## begin DOCUMENT EXTRACT
I think saying this is UB if either T or U are uninhabited is fine. If we don't care where inside this function the UB arises, the only difference from today is that right now this is not UB if U = ! and mk0 diverges or panics.

(I have misgivings about using this very simplified, if generic, example as running example, but let's go with it for now.)

One question to answer is, how can someone rewrite that function to be sound? There's a few ways I can think of, but none of them are good. One could simply bail out if the overall type is a ZST:

if size_of_val(out) == 0 {
    return;
}

but this omits side effects from mk0 and mk1, and also affects inhabited ZSTs. The latter can be fixed with a new intrinsic, I think, but even then it makes the function actually return when it really shouldn't (because logically it's trying to initialize something that can't be initialized). To do better, we'll have to proceed and check field-by-field, like so:

if is_uninhabited {
    mk0(); // eval into a temporary for side effects and/or divergence
} else {
    ptr::write(..., mk0());
}
if is_uninhabited {
    mk1(); // eval into a temporary for side effects and/or divergence
} else {
    ptr::write(..., mk1());
}
// ... and so on for all other fields

(I can imagine a variant that doesn't try to preserve all side effects and just preserves divergence behavior, but it'll still need an amount of code linear in the number of fields to figure out which part it needs to call to diverge, assuming the exact kind of divergence matters.)

This is... not great. And it's just what programmers would write if they knew to do that. As I said before, I think this is an obscure obligation that most programmers will not get right, or even think to try to handle. It's exactly the kind of pitfalls that makes it unreasonably difficult to write sound unsafe code IMO. I am really unsure whether being able to make uninhabited aggregates into ZSTs is worth this. Does anyone know of real instances of performance/memory problems caused by them not being ZSTs? (Keep in mind that only product types are affected, Result<T, !> can still be the same size as T regardless.)

RalfJung commented 5 years ago

code patterns like let x: (String, !) = (..., panic!());

That's a very good point! MIR construction would have to be very smart about this.

@tmandry but isn't this also a problem for generators? What happens with something like

let x: (String, !) = (String::new(), { yield; panic!() });

In MIR, this looks a lot like partial initialization. So won't it have all the same problems?

One question to answer is, how can someone rewrite that function to be sound?

So you are saying this function actually is sound under our current semantics? Wow, I think you are right. And it wouldn't be sound any more with new semantics using the following safe client:

let mut x = MaybeUninit::uninit();
construct_pair_inplace(&mut x,
    || 0i32,
    || panic!(),
);

I think you convinced me that we cannot make these types ZST.
## end DOCUMENT EXTRACT
## begin GIVEN INFORMATION
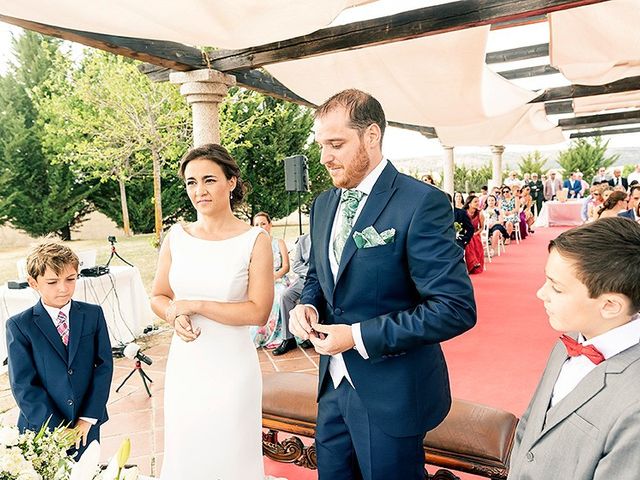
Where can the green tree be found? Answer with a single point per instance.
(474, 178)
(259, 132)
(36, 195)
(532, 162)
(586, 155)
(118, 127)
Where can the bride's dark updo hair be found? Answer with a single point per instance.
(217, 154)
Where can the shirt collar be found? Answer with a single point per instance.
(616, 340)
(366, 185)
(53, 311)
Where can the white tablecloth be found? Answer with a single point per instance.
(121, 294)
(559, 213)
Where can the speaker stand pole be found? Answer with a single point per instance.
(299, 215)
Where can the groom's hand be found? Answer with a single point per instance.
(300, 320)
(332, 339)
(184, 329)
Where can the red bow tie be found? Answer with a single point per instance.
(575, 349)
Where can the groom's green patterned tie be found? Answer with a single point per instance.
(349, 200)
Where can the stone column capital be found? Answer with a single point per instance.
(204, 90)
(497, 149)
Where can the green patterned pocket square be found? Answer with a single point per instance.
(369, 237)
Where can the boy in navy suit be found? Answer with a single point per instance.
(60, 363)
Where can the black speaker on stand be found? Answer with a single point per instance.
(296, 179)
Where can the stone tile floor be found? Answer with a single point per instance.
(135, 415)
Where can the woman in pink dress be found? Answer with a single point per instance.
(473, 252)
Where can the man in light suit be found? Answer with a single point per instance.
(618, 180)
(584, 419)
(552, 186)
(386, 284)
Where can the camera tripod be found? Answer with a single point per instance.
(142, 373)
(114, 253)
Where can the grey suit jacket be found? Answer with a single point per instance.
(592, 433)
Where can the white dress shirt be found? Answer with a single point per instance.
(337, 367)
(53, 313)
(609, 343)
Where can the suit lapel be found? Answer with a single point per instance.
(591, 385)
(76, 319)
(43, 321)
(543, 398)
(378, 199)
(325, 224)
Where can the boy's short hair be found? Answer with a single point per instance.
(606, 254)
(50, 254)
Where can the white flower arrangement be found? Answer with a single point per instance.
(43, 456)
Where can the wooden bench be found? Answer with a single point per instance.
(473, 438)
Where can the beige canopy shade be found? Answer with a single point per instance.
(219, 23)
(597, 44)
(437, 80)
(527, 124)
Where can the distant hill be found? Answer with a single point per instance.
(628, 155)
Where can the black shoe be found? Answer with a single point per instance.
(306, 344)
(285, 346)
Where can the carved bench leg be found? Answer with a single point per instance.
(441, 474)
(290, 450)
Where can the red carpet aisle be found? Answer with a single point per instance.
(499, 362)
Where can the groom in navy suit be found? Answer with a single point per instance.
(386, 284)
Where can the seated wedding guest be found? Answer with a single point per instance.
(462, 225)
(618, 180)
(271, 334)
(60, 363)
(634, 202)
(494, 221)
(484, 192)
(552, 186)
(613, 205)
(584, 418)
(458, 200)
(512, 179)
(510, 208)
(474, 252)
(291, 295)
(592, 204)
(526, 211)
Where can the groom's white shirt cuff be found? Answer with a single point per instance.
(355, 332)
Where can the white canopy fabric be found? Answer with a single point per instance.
## end GIVEN INFORMATION
## begin GIVEN INFORMATION
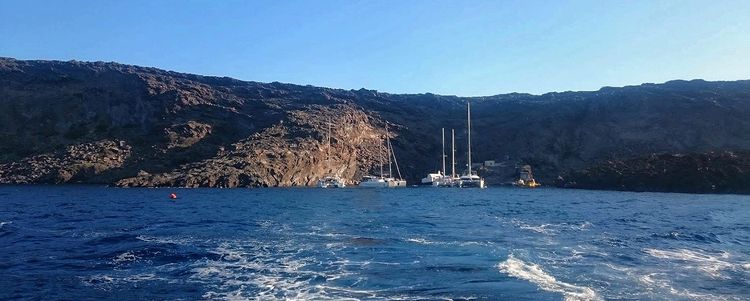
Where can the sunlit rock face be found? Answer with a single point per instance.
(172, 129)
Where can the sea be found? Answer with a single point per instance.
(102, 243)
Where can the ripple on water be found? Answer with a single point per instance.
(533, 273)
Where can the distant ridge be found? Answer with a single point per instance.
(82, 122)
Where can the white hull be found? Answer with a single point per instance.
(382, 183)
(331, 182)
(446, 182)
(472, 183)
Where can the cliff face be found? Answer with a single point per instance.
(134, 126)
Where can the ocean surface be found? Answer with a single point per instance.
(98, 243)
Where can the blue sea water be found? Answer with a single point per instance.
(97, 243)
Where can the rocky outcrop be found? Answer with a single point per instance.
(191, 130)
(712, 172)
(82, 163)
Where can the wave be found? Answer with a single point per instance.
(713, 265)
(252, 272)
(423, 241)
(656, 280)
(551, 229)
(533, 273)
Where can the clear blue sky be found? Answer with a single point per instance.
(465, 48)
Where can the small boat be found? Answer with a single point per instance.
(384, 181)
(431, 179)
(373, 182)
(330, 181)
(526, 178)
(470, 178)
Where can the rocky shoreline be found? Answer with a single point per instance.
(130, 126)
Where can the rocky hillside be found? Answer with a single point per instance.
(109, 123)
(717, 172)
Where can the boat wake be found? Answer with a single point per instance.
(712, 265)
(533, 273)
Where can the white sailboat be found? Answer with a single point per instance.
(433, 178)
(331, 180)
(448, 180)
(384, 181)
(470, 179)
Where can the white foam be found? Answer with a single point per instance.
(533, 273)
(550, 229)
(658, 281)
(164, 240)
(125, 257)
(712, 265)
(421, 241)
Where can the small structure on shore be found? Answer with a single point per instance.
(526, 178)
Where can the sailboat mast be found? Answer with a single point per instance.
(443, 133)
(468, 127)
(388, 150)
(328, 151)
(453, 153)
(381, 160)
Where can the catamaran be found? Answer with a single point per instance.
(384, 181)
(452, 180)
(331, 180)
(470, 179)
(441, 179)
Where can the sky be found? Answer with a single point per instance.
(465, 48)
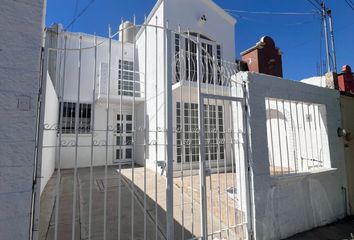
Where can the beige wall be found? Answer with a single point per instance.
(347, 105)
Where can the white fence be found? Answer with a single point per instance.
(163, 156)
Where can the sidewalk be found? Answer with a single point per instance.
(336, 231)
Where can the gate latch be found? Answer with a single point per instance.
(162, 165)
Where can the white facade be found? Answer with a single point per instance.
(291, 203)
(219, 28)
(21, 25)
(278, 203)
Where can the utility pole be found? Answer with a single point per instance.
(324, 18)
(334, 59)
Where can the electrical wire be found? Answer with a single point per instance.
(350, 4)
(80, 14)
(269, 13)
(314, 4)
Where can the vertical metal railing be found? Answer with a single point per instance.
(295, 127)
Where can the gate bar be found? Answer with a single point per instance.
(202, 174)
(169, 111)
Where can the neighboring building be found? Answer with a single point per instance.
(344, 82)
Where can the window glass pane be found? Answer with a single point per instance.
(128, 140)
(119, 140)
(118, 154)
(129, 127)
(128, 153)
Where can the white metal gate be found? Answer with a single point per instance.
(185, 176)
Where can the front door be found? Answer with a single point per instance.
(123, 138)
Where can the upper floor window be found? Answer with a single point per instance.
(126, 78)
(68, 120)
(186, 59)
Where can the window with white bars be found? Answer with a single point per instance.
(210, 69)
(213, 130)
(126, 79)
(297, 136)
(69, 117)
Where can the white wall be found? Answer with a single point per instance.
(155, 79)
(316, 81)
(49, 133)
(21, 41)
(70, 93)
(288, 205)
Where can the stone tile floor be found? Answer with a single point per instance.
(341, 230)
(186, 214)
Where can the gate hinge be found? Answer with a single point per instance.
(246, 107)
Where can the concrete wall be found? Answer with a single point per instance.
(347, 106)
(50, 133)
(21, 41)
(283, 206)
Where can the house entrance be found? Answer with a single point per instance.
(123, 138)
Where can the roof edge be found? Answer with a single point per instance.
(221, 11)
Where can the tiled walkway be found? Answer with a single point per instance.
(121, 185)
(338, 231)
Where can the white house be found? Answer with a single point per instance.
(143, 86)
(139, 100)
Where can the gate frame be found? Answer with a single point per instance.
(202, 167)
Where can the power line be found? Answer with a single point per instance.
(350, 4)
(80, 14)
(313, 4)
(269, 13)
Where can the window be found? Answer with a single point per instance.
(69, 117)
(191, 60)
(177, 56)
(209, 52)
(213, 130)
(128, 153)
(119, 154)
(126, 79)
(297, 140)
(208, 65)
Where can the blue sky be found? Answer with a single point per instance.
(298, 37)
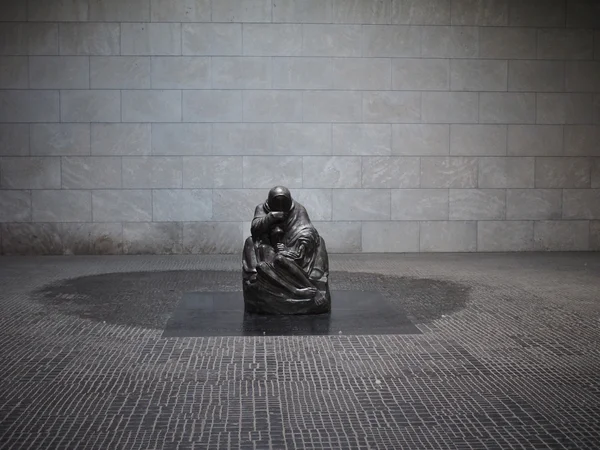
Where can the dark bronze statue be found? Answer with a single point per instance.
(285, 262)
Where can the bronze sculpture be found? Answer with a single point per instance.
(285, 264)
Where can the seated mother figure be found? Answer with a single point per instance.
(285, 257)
## end GIVEN INFORMATION
## begin GIVEN INFORMATION
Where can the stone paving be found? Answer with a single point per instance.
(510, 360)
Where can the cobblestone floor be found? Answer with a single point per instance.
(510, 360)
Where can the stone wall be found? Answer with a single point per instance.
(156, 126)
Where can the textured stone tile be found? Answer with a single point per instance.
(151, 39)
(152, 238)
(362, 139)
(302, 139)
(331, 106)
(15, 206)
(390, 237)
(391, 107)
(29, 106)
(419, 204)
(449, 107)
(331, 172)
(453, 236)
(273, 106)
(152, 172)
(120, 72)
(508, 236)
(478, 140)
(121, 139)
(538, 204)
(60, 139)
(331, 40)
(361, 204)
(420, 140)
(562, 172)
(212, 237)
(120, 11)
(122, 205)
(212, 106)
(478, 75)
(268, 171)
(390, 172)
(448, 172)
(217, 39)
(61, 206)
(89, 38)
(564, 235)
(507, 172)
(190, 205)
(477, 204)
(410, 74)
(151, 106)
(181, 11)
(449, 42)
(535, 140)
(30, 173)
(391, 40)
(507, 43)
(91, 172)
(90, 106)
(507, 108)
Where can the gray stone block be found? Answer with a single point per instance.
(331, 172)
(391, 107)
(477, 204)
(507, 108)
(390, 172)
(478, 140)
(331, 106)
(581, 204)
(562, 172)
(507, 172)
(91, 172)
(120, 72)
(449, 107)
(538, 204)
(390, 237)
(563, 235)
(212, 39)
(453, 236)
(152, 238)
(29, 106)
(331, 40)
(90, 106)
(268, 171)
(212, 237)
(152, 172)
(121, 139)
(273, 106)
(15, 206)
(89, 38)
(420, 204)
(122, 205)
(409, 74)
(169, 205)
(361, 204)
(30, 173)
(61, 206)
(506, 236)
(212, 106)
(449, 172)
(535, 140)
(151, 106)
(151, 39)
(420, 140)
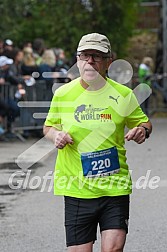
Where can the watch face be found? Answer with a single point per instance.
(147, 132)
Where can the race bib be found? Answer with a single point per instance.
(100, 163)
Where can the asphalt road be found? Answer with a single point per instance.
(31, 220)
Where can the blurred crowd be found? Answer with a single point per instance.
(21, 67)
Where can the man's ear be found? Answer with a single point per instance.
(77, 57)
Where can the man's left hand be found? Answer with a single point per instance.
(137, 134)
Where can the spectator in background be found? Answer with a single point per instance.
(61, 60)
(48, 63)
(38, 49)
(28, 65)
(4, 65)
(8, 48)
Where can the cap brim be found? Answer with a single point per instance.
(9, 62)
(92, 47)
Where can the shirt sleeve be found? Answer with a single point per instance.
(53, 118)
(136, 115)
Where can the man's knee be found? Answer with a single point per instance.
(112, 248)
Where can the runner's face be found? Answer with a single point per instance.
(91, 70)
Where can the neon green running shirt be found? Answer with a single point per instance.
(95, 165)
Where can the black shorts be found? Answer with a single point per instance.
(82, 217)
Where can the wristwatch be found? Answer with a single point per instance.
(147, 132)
## end GIVEN INFORMATION
WORK TO COMPLETE
A. Which functions and macros are called in the code snippets of the thread on uninhabited types? List each name once.
B. Can you condense the paragraph of the thread on uninhabited types that begins "This is... not great." while keeping its main facts?
C. Continue the thread on uninhabited types from its last line.
Nothing here depends on the rows.

EXERCISE RESULTS
A. size_of_val, mk0, ptr::write, mk1, String::new, panic!, MaybeUninit::uninit, construct_pair_inplace

B. The field-by-field fix is clumsy, and programmers would write it only if they knew it was needed. The writer calls this an obscure obligation that most programmers will get wrong or never think to handle. It is the kind of pitfall that makes sound unsafe code unreasonably hard to write. The writer doubts that making uninhabited aggregates into ZSTs is worth this. The paragraph asks whether anyone knows of real performance or memory problems caused by them not being ZSTs. It notes that only product types are affected, since Result<T, !> can still be the same size as T.

C.
hanna-kruppe commented 5 years ago

That's a very good point! MIR construction would have to be very smart about this.

Worse, since this too can be made generic, there's really nothing MIR construction can do about it (unless we give up on placement entirely and always evaluate subexpressions into isolated temporaries first, but that's unacceptable IMO). It has to be "fixed up" at monomorphization time, with all the problems that entails.

tmandry commented 5 years ago

@tmandry but isn't this also a problem for generators? What happens with something like

let x: (String, !) = (String::new(), { yield; panic!() });

In MIR, this looks a lot like partial initialization. So won't it have all the same problems?

Today it's not a problem, because of how we emit the MIR (we assign each piece to a temporary, and then build the aggregate all at once). I asked @eddyb if depending on this was too brittle, and they said yes, it might change in the future.

So it seems likely that #63230 was just a stopgap and we'll have to be smarter and/or more conservative in the future about the possibility of partial initialization in generators.

Aaron1011 commented 5 years ago

It has to be "fixed up" at monomorphization time, with all the problems that entails.

@rkruppe: Can you elaborate on that? The way I see it, this shouldn't be too complicated. Going back to your example user-written code:

if is_uninhabited {
    mk0(); // eval into a temporary for side effects and/or divergence
} else {
    ptr::write(..., mk0());
}
if is_uninhabited {
    mk1(); // eval into a temporary for side effects and/or divergence
} else {
    ptr::write(..., mk1());
}

this is just want we'd want monomorphization/miri to do. Setting aside partial initialization for the moment, we know that the uninhabited type we're 'constructing' can never escape the function (as any code after the creationof uninhabited type is unreachable).

For example, when monomorphizing or interpreting:

let x: (String, !) = (String::new(), { yield; panic!() });

We can simply write the String to a temporary. This wouldn't require us to make any changes to the MIR itself - that is, we could choose to assign directly to the (possibly uninhabited field), and detect this when the concrete type is known.

While this would result in some additional complexity in codegen and Miri, it would both simply and optimize actual Rust code. 'Uninhabited types are zero size' is a much nicer rule than 'Uninhabited types are zero size, except under certain circumstances (despite still being unconstructable).'

RalfJung commented 5 years ago

@tmandry

we'll have to be smarter and/or more conservative in the future about the possibility of partial initialization in generators.

Is there any place we are tracking this specifically for generators? Or is the issue here sufficient?

@Aaron1011

The way I see it, this shouldn't be too complicated.

What you are proposing sounds extremely complicated to me.^^

If that chain of ifs is your proposal for how the MIR would look like, one big issue with that is that it duplicates the initializer expression. Sure, here it is just mk0(), but it can be arbitrarily complicated, and we probably don't want to blow up the MIR by duplicating them.

(FWIW, the test could be just "if size of struct greater 0", because if this is a ZST struct then "copying" the result of the computation into the struct is redundant in any case. We don't need a new "is uninhabited" intrinsic.)

While this would result in some additional complexity in codegen and Miri,

Given that this affects MIR semantics, I think it would also result in additional complexity in any other MIR consumer -- borrowcheck and MIR optimizations, specifically. And making the life of these passes as easy as we can is basically the only reason MIR exists at all. So if they all become too complicated through things like this, MIR failed at its job.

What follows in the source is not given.